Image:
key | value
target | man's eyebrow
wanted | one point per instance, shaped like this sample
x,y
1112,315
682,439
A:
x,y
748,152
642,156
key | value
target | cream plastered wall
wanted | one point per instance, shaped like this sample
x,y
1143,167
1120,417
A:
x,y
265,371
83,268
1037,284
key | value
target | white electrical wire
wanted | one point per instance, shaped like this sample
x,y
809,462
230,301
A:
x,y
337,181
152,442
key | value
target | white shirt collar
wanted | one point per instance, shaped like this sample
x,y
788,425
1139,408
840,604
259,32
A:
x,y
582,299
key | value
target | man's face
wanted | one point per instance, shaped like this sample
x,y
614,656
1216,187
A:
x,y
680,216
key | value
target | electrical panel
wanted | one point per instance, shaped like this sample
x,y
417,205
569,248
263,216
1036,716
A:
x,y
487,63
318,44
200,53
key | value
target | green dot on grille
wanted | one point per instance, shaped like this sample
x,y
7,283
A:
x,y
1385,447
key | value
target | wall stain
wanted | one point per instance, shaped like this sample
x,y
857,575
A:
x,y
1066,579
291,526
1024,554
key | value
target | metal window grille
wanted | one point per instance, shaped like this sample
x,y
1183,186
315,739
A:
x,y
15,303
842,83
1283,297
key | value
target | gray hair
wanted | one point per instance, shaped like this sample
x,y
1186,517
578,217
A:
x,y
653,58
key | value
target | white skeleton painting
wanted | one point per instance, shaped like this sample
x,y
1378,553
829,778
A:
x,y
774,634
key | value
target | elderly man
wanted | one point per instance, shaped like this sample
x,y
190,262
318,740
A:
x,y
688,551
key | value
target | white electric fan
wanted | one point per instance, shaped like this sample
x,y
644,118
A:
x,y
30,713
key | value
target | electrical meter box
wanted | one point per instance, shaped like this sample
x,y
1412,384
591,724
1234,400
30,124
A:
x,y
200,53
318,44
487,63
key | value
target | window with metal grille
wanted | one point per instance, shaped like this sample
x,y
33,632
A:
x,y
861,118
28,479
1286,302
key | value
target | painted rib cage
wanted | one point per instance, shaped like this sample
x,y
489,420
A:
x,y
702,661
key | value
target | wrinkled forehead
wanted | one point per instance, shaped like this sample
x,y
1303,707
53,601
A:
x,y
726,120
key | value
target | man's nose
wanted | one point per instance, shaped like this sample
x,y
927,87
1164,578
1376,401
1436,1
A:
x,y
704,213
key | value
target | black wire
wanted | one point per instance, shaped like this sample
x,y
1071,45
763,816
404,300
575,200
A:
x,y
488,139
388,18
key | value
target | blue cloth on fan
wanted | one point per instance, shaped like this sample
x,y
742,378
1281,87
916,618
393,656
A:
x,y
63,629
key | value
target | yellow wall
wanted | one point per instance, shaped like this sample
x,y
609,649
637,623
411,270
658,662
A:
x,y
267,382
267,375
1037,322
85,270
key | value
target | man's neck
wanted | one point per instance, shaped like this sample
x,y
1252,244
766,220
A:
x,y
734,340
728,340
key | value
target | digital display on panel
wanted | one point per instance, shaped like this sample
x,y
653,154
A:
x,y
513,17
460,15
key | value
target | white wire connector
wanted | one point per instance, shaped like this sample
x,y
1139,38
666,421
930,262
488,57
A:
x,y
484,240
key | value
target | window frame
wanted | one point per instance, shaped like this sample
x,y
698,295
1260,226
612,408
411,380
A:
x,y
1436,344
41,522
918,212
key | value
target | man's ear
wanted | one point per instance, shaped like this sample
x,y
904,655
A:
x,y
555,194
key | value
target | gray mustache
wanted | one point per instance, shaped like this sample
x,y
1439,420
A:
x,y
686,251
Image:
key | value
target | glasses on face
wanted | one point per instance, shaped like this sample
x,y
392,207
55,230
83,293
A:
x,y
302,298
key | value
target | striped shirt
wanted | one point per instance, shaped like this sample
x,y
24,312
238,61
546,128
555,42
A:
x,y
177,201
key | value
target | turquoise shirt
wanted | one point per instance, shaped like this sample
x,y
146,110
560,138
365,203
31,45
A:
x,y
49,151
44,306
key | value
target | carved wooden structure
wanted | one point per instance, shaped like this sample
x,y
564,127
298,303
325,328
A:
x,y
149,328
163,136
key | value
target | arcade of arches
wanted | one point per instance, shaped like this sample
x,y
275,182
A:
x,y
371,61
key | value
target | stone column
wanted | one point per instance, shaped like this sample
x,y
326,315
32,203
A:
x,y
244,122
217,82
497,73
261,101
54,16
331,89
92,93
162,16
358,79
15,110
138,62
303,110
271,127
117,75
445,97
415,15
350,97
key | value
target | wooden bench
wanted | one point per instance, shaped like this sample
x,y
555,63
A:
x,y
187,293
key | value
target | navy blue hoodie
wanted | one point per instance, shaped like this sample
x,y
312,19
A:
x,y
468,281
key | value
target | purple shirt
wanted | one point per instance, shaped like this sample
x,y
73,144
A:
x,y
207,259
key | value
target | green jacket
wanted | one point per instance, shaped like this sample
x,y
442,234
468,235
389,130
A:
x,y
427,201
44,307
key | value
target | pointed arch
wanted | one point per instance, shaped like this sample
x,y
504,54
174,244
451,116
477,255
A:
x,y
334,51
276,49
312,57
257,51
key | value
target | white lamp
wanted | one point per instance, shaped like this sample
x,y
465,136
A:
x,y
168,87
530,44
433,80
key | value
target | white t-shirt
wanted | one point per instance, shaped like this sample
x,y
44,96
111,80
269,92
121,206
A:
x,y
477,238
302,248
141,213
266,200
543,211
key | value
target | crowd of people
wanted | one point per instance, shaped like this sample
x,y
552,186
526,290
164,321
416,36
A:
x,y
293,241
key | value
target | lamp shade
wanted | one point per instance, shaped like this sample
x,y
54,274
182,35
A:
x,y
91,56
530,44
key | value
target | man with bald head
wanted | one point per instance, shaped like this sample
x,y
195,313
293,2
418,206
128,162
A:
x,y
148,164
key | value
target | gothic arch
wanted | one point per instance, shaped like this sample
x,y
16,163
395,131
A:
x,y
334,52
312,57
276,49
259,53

***

| WHAT IS BEING ASKED |
From the records above, extract every entry exactly as given.

| FINAL RESULT |
Image:
key | value
target | man's eyebrow
wanted | one point per instance, shaped like this sample
x,y
1112,315
682,439
A:
x,y
748,152
642,156
key | value
target | cream plastered wall
wanted | one point per instance, shaped like this sample
x,y
1143,167
1120,417
A:
x,y
265,371
83,268
1037,284
key | value
target | white electrical wire
wanted | one point per instance, shaped like this sample
x,y
809,462
230,301
A:
x,y
337,181
152,442
key | value
target | white shirt collar
wanted | one point per instance, shaped like this sample
x,y
788,425
1139,408
840,604
259,32
A:
x,y
582,299
key | value
target | man's face
wanted | one point per instance, shaped like this sample
x,y
614,656
1216,187
A:
x,y
680,216
key | value
target | electrical panel
wanted | one point per instance, shaped like this sample
x,y
417,205
569,248
263,216
1036,716
A:
x,y
487,63
318,44
200,53
key | value
target | green dot on grille
wanted | one point per instance, shaped like this sample
x,y
7,283
A:
x,y
1385,447
key | value
target | wall stain
wanted | one point per instance, shaped like this sample
x,y
857,575
A:
x,y
1066,579
291,526
1024,554
key | value
target | metal window grille
wanted | one point per instance, shaped like this sample
x,y
1183,186
315,739
A:
x,y
15,303
842,83
1283,297
key | value
target | gray hair
wanted | one point per instance, shaped like this sample
x,y
1186,517
578,217
A:
x,y
653,58
key | value
target | white skeleton painting
wanted | one point per instance, shaped like this sample
x,y
1378,553
829,778
A:
x,y
774,634
key | value
target | elderly man
wanted | one point per instance, shaped like this sample
x,y
190,262
318,740
A:
x,y
688,551
key | value
target | white electric fan
wanted | one point per instance, shaped like this sample
x,y
644,118
A:
x,y
30,713
key | value
target | electrical meter box
wanted | one point per instance, shaped like this sample
x,y
1412,384
591,724
1234,400
30,124
A:
x,y
200,53
318,44
487,63
key | value
target | window with metal grille
wanted | one point per instance, shaped like this sample
x,y
33,632
A:
x,y
861,118
28,479
1286,302
key | value
target | painted rib cage
wanted | one point per instance, shaped like this sample
x,y
489,420
A:
x,y
702,661
key | value
target | wrinkled forehead
wanted | one point per instance, shaped like this sample
x,y
1303,707
53,601
A:
x,y
726,120
key | value
target | man's nose
wanted | one point per instance, shaped like this sample
x,y
927,87
1164,578
1376,401
1436,1
A:
x,y
704,213
key | value
target | black wire
wanted | one point per instance, shaped like this sample
x,y
1071,45
763,816
404,300
575,200
A:
x,y
488,139
388,18
key | value
target | blue cloth on fan
wanted | one point per instance, shaped like this sample
x,y
742,378
1281,87
916,618
393,656
A:
x,y
63,629
key | value
target | yellow wall
wanted | one point per instance, shaped like this sample
x,y
609,649
637,623
411,270
658,662
A:
x,y
267,382
267,375
1037,322
85,270
key | value
target | man's neck
wanted | one point per instance, shaped like this sample
x,y
1252,244
766,220
A:
x,y
734,340
728,340
key | value
target | digital display on panel
wanted | one point per instance, shaped like this sample
x,y
653,154
A:
x,y
513,17
460,15
key | value
target | white wire connector
wanted | one point per instance, shaped like this sample
x,y
1139,38
666,421
930,262
488,57
A:
x,y
484,240
key | value
target | window frame
wanted | one point per instance, shaped like this sample
x,y
698,295
1260,226
612,408
411,380
A:
x,y
1436,344
41,522
918,212
key | value
target | man's ear
wanted | one point per instance, shaped like this sample
x,y
904,655
A:
x,y
555,194
key | value
target | gray mustache
wanted | one point per instance, shaped like this sample
x,y
1439,420
A:
x,y
686,251
Image:
key | value
target | glasses on face
wanted | one point per instance, shaped like this sample
x,y
392,207
55,230
83,293
A:
x,y
302,298
key | value
target | striped shirt
wanted | one point per instance, shaped like this sample
x,y
24,312
238,61
546,128
555,42
A:
x,y
177,201
key | value
target | turquoise shirt
wanted | one point per instance, shaped like this sample
x,y
146,110
560,138
365,203
31,45
A:
x,y
49,151
44,306
key | value
target | carved wooden structure
wanted | one point per instance, shaped like this sample
x,y
564,127
298,303
325,328
A:
x,y
149,328
163,136
key | value
target | arcade of arches
wanted | one point per instance, shaped like this sample
x,y
275,182
A:
x,y
371,61
key | value
target | stone column
wanted | one point per instance, shaped like this sample
x,y
326,315
32,203
A:
x,y
244,122
217,82
497,73
261,101
54,16
331,89
92,93
162,16
358,79
15,110
138,62
303,110
271,127
117,75
445,97
415,15
350,97
key | value
target | wooden bench
wanted | one point per instance, shaped like this sample
x,y
555,63
A:
x,y
187,293
key | value
target | navy blue hoodie
wanted | one point per instance, shaped like this sample
x,y
312,19
A:
x,y
468,281
key | value
target | purple shirt
wanted | one point per instance, shaped like this sample
x,y
73,144
A:
x,y
207,259
key | value
target | green jacket
wanted | one point per instance, shaped like this sample
x,y
442,234
468,235
389,130
A:
x,y
427,201
44,307
key | value
target | pointed arch
wanted | one point per instance, shaped like this sample
x,y
504,54
174,244
451,116
477,255
A:
x,y
334,51
276,49
312,57
257,51
key | value
target | white lamp
wanted | one point per instance, shaped like this sample
x,y
465,136
A:
x,y
168,87
530,44
433,80
key | value
target | white t-shirt
wanted | one point per instance, shaped like this sample
x,y
44,96
111,80
269,92
121,206
A:
x,y
477,238
302,248
141,213
266,200
543,211
key | value
target | crowd of people
wanted | one point per instance, shaped like this sample
x,y
552,186
526,290
164,321
416,36
A:
x,y
293,241
key | value
target | lamp shade
wanted | one point per instance, shaped like this sample
x,y
54,274
182,35
A:
x,y
91,56
530,44
key | value
target | man with bald head
wanted | one point per instance, shaped like this sample
x,y
195,313
293,2
418,206
128,162
A:
x,y
148,164
key | value
target | gothic arch
wanted | one point per instance, shaped like this sample
x,y
16,163
395,131
A:
x,y
334,52
312,57
276,49
259,53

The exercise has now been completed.